• **Requirement**
Rewrite every line of the records below, requests included, shifting each x and y coordinate in the answers by adding 71 to it. Leave the pictures out of your answer.
____
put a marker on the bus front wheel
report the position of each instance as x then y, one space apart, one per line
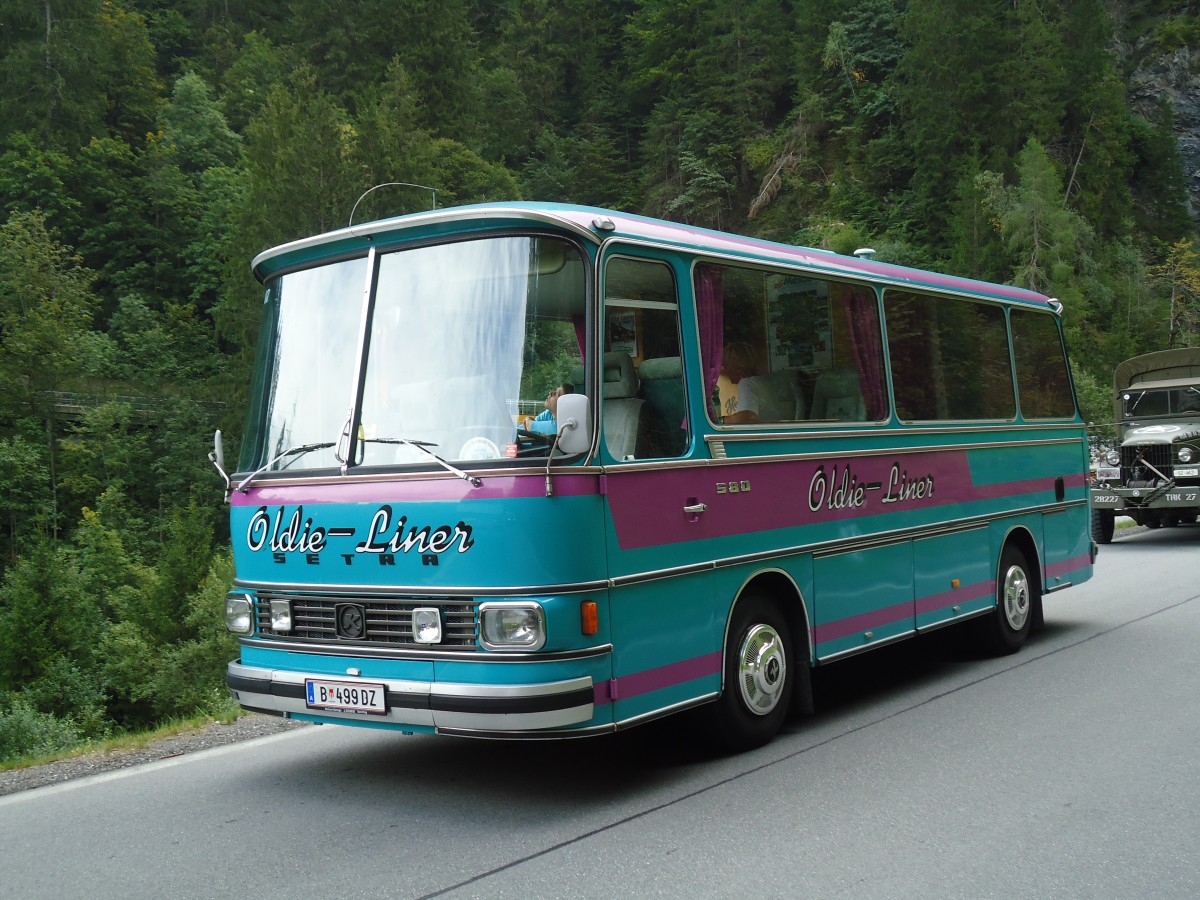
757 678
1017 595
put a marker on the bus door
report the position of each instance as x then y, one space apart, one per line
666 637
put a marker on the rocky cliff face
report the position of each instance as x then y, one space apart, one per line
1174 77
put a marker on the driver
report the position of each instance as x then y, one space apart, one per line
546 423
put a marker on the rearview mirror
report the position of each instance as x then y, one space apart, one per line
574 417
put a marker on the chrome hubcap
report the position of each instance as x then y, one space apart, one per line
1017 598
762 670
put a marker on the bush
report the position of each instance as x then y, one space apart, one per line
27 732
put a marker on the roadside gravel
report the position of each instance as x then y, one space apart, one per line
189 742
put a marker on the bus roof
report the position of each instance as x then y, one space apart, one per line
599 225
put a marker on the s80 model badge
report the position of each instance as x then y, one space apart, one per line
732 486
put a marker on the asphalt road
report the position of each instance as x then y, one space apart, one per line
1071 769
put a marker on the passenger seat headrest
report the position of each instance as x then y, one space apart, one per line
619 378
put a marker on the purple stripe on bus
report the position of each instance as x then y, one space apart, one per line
____
• **Task solution**
put a marker on the bus front wheel
report the position of each instance as x then y, one space apart, one per line
828 749
1088 666
put a marker on the bus door
report the position of each instance as x then y, one space apart, one per line
737 708
put a marker on the rocky cliff face
report the position of each instance as x then y, one space apart, one per line
1245 148
put a marker on the driver
report the position of each instance as x then y, one space apart, one per line
617 494
put a marker on the rearview mirror
report the position of each instance as x then y, one space apart, one per line
645 488
put a marker on the chrome hubcap
report the position of each instance as x then y, one space apart, one per line
1088 669
833 741
put a marker on the bush
report the position of each instance as x then y, one space apart, one per line
98 803
put a marker on the roadside gravel
report the position of each instance as x then y, one space apart, one per line
260 813
put a marker on the bus roof
report the position of each instance as x then y, one space apart, one per line
670 296
put a marker on the s80 model badge
report the position of each instance as x then y, one space apart, one per line
803 557
put a marker on the asphalt road
report the position of each instance as x then y, one space apart, one per line
1142 840
put a marker on the passenger seat headrest
report the position of each instance as x then y, one space apart, one per line
690 449
put a marker on the purple stripe on bus
report the position of each instance as x then y, one space apart, one per line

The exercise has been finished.